__Task objective__. Print the passage on PMD network degree word for word, starting at "Peaks from samples" and ending at "assumption is hold.".

__Source text__.
============
Peaks from samples could be from endogenous compounds or exogenous compounds. However, it’s hard to tell for untargeted analysis. In terms of PMD, if one peak belongs to a high frequency PMD network, it means a relatively high activity. If such sample belongs to a biological specimen, it might be endogenous compound. If a peak show no PMD network with other peaks, the biological system might not have enzyme to make reaction happen. Exogenous compounds will show a lower degree since they are xenbiotics. Since most of the peaks will show a low degree, the median of the degree could be used as cutoff. Then we could make source appointment if the assumption is hold.

median(deg)
#> [1] 3
endogenous <- names(deg)[deg>median(deg)]
exogenous <- names(deg)[deg<=median(deg)]

In this case, we will have 90 endogenous compounds while 106 exogenous compounds. When you find a peak show differences between groups, you could check the degree to infer its sources.

Parameters selection

Retention time cluster cutoff should fit the peak picking algorithm. For HPLC, 10 is suggested and 5 could be used for UPLC.
============
[Point localization data]
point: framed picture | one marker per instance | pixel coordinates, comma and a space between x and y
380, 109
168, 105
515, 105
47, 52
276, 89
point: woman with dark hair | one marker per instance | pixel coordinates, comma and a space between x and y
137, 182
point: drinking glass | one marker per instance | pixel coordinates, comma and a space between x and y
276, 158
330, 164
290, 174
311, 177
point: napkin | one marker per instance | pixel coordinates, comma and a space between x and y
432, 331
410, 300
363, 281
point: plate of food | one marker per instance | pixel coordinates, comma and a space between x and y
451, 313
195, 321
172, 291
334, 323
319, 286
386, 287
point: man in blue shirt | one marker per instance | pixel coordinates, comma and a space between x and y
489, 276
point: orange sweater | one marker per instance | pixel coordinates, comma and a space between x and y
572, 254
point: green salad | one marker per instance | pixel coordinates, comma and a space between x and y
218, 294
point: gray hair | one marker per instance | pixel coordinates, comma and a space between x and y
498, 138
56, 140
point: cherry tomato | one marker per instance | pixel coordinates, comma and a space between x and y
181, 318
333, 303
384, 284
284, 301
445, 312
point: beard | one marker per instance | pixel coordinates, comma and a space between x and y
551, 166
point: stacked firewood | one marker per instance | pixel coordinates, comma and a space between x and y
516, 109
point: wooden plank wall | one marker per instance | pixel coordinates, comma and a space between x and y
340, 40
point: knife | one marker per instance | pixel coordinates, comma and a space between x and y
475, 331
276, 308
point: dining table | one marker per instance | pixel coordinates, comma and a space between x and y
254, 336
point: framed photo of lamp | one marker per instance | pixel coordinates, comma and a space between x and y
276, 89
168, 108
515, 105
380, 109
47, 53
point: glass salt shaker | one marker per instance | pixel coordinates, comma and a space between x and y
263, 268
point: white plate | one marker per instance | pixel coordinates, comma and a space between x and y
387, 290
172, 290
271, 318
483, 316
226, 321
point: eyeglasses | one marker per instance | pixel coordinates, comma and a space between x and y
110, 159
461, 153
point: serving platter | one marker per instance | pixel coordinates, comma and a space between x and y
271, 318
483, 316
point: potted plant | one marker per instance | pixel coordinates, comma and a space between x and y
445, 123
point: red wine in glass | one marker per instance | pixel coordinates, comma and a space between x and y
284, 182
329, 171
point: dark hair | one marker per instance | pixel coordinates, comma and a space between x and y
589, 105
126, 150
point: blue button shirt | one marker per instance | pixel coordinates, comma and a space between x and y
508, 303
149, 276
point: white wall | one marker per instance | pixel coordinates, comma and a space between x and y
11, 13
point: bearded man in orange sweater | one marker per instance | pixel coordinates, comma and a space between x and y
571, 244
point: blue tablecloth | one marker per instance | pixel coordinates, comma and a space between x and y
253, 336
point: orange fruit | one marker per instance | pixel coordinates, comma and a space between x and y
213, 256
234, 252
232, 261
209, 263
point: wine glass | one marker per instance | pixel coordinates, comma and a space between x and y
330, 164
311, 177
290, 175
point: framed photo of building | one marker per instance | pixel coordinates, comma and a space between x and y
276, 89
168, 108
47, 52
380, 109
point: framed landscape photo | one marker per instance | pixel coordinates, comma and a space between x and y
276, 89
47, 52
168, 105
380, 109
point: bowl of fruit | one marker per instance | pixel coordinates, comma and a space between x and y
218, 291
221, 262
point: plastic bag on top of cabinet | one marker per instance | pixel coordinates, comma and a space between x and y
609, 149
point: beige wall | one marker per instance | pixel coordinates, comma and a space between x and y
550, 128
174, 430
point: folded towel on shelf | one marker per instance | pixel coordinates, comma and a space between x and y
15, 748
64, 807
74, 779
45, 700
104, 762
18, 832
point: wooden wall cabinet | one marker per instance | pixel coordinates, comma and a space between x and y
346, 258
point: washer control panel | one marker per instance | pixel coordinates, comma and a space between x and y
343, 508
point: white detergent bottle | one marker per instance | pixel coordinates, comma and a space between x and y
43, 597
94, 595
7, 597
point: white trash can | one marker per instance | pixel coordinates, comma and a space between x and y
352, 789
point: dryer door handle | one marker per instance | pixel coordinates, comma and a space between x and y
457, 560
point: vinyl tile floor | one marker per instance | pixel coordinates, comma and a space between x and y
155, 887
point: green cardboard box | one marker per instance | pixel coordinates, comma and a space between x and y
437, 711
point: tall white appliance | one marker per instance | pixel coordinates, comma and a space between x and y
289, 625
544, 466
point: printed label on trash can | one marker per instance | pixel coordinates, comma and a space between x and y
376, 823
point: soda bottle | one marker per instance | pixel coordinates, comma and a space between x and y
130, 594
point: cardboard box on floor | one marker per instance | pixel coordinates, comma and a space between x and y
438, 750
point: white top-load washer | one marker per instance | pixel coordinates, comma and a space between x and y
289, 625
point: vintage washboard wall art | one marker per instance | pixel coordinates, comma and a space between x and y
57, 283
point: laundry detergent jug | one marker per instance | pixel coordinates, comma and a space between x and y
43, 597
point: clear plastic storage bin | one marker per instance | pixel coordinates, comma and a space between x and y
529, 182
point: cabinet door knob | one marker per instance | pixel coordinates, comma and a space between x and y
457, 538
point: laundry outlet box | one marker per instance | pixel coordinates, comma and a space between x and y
============
__Solution below__.
Peaks from samples could be from endogenous compounds or exogenous compounds. However, it’s hard to tell for untargeted analysis. In terms of PMD, if one peak belongs to a high frequency PMD network, it means a relatively high activity. If such sample belongs to a biological specimen, it might be endogenous compound. If a peak show no PMD network with other peaks, the biological system might not have enzyme to make reaction happen. Exogenous compounds will show a lower degree since they are xenbiotics. Since most of the peaks will show a low degree, the median of the degree could be used as cutoff. Then we could make source appointment if the assumption is hold.